> Given problem
Rewrite the whole listing below line for line, multiplying every bounding-box coordinate in the answers by 2.25 and rounding to whole numbers, with halves rounded up. Leave all other lines and numbers unchanged.

> Data to use
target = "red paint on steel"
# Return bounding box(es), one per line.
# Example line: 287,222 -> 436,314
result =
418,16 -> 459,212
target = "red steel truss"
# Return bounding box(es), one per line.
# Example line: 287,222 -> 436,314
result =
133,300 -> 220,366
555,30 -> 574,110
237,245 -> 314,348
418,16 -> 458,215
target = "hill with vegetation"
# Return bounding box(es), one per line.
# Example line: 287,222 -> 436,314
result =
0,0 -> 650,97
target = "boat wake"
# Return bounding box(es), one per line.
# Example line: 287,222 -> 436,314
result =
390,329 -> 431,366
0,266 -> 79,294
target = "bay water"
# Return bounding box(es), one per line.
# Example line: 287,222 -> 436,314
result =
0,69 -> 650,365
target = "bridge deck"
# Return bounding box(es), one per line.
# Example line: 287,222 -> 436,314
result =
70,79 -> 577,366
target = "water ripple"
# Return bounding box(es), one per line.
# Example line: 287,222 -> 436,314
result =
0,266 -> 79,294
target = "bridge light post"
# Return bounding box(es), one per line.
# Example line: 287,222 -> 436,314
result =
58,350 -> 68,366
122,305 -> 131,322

> Answer for this exercise
target = "red paint on steel"
# Return bounding box(es), one per line.
# Example line: 287,222 -> 436,314
result =
941,36 -> 1033,477
target = "red steel truss"
# Return bounding box(es), one per line.
# Example line: 287,222 -> 436,314
result =
299,675 -> 495,824
1249,68 -> 1292,248
533,551 -> 707,783
941,36 -> 1031,484
target = "hill with vegetation"
# Return bounding box(es), one per line.
# Example line: 287,222 -> 436,314
result =
0,0 -> 1463,218
target = "boat wake"
# Return bounding box(es), one per line.
# Example line: 287,222 -> 436,314
result =
878,740 -> 970,824
0,599 -> 178,662
target = "bay water"
# Return bounding box(es), one per line.
# Example line: 287,222 -> 436,314
result =
0,155 -> 1463,821
target = "bridge deck"
# Return bounding box(es), one per line.
# Example line: 287,222 -> 436,314
result =
158,178 -> 1298,824
target = "water ripple"
# Return bounding box(es), one per line.
# Example line: 287,222 -> 436,314
result =
0,599 -> 178,662
target = "bridge light post"
# Return bounding box(es), one per line.
# Example line: 287,222 -> 436,314
result =
131,788 -> 153,824
275,686 -> 295,725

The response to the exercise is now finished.